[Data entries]
[start]

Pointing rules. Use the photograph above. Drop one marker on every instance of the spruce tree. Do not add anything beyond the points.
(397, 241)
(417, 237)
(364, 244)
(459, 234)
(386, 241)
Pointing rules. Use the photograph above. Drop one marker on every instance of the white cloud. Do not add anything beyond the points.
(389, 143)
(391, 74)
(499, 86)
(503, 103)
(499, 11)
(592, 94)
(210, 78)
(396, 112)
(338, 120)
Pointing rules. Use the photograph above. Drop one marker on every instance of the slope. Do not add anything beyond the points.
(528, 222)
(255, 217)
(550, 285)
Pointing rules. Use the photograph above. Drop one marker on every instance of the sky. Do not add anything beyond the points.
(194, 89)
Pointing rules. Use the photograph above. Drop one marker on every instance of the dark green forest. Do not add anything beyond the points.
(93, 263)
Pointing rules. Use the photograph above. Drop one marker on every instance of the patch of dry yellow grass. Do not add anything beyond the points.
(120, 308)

[end]

Task
Reproduce the lines above with each "photograph" swapped for "image", keeping everything else the same.

Right answer
Pointing rules. Use the image above. Drop one marker on every instance of the spruce tree. Do not add anything beyond the points.
(397, 241)
(417, 237)
(364, 244)
(459, 234)
(386, 241)
Pointing rules. Use the image above. Drop one marker on every instance of the white cloud. Do not add anything beyond the points.
(389, 143)
(391, 74)
(499, 86)
(503, 103)
(499, 11)
(592, 94)
(210, 78)
(396, 112)
(338, 120)
Pointing rules. Use the image above. Drop one marker on every instance of the slope. Do not add anything beyond the points.
(528, 222)
(255, 217)
(550, 285)
Pointing rules. Use the image above. Drop one marker on every instance of the sky. Do not add anything beyond the points.
(194, 89)
Pointing rules. Use the image above. Drop one marker on every instance of the dark green forest. Do not add anything beyond the points.
(93, 263)
Pointing rules. Use the image above. Drop one marker on every instance of the patch of dry yellow grass. Do not add anything beyond the points.
(120, 308)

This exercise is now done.